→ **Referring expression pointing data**
▼▼▼

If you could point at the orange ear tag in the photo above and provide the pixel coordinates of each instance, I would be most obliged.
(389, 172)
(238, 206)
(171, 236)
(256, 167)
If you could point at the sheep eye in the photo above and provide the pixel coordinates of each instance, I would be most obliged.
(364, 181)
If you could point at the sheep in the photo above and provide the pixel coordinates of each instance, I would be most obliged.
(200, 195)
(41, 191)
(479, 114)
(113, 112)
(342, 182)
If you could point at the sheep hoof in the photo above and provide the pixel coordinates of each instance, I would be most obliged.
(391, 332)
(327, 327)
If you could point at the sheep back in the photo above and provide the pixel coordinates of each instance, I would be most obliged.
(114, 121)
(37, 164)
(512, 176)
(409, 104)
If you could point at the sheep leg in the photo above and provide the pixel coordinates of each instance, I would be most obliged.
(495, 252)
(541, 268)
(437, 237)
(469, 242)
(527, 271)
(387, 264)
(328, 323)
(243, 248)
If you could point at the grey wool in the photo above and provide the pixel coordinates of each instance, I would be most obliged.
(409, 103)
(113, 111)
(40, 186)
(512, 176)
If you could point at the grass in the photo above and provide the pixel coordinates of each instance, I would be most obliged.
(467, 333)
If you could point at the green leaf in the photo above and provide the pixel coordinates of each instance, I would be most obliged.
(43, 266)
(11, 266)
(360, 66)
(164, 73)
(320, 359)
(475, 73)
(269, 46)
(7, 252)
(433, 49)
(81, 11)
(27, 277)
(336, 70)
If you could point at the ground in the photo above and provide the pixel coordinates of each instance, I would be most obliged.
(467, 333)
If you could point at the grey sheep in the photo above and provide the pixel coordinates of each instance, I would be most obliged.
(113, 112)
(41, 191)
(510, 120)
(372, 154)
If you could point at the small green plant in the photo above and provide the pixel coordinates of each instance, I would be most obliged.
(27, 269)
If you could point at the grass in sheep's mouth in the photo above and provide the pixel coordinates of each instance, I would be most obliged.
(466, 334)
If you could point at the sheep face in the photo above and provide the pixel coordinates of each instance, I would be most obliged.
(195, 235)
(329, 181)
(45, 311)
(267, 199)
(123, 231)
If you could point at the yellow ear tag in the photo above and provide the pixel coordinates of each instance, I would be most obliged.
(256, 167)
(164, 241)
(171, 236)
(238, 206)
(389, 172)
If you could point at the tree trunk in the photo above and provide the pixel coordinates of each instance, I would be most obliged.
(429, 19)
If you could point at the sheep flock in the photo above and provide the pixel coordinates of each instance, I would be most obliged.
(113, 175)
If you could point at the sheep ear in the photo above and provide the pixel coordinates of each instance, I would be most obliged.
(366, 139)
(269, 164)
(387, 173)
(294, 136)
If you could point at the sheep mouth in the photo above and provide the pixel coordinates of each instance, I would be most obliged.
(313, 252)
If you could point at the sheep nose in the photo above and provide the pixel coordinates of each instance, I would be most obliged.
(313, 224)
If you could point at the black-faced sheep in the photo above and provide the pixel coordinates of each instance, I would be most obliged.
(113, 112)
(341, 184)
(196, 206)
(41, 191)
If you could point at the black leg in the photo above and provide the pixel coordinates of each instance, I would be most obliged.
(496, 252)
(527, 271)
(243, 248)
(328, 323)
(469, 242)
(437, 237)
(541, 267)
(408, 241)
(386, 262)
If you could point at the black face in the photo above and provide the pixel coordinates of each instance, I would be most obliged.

▲▲▲

Every record above is to be transcribed exactly as written.

→ **Task answer**
If you could point at the orange ear tag in the photo above and provide the pixel coordinates of each instance, I would be most obliged.
(389, 172)
(238, 206)
(171, 236)
(256, 167)
If you could point at the sheep eye in the photo above and provide the pixel coordinates of each instance, I would be most obliged.
(364, 181)
If you could point at the sheep in the photo above and provide the pixel coordinates of each instance, I would be most obliged.
(200, 195)
(41, 191)
(479, 114)
(113, 112)
(342, 182)
If you could point at the sheep hoof in the photo above and provide the pixel coordinates of each instance, I would be most obliged.
(391, 332)
(327, 327)
If you could point at the sheep back in the photo above and provide the pixel coordinates of each instance, I would be most obliged.
(114, 121)
(37, 164)
(512, 176)
(409, 104)
If you could point at the sheep leg in the photo above and provide the pixel coordinates of each instance, I would be most obliged.
(495, 252)
(541, 268)
(437, 237)
(469, 242)
(527, 271)
(387, 264)
(328, 323)
(243, 248)
If you could point at the grey wool in the photo above and provide the pixel coordinates of each instance, I would be most obliged.
(409, 103)
(113, 111)
(40, 186)
(512, 176)
If you could point at the grass in the photo above and provide the pixel coordinates of each instance, I would be most obliged.
(467, 333)
If you could point at the green leaf in the photo above and provide the pixel coordinates of each instance, I would be most obliged.
(43, 266)
(11, 266)
(360, 66)
(164, 73)
(320, 359)
(475, 73)
(269, 46)
(7, 252)
(433, 49)
(81, 11)
(27, 277)
(336, 70)
If you could point at the ground in the photo above and provide the pixel coordinates of each instance, I would be most obliged.
(467, 333)
If you could point at the grey sheep in the photo above and provide the pixel coordinates of each instance, I would be most obliged.
(113, 112)
(41, 191)
(510, 120)
(372, 154)
If you could point at the small green plant in the photo above and provide the pixel coordinates of each instance, I would be most obliged.
(27, 269)
If you could point at the grass in sheep's mouth in the photo above and provide the pixel coordinates of each instance, I would be most obliged.
(466, 334)
If you could point at the sheep face in the photo above and provide the pixel coordinates of each instance, I would be most obliged.
(195, 235)
(329, 181)
(45, 311)
(267, 199)
(123, 231)
If you could point at the yellow ear tag in the photo above and provide the pixel coordinates of each instance, I would be most obliged.
(256, 167)
(164, 241)
(171, 236)
(238, 206)
(389, 172)
If you could point at the tree trunk in the photo above and provide the pixel coordinates of each instance, I would be most obliged.
(429, 19)
If you could point at the sheep flock in the photo above and provide the pixel coordinates of each instance, I would be most obliged.
(113, 175)
If you could point at the sheep ear in the photo above and provide the pixel coordinates of each instance, I would be most obliged.
(366, 139)
(269, 164)
(387, 173)
(294, 136)
If you could point at the sheep mouth in the photo above and provide the pixel coordinates of each instance, I would be most obliged.
(313, 252)
If you could point at the sheep nose in the photo above and provide the pixel coordinates of each instance, I would be most obliged.
(313, 224)
If you could point at the black-faced sheep in the photo above and provide the pixel coordinates of each instance, I would be most obliged.
(113, 112)
(341, 184)
(196, 206)
(41, 191)
If you could point at the black leg in the photo above and provide the pixel coordinates of each instance, I would be most obliged.
(496, 252)
(527, 271)
(243, 248)
(328, 323)
(469, 242)
(437, 237)
(541, 267)
(408, 241)
(386, 262)
If you could point at the black face in the photo above and provide the pixel coordinates of each instance, I would be most obliged.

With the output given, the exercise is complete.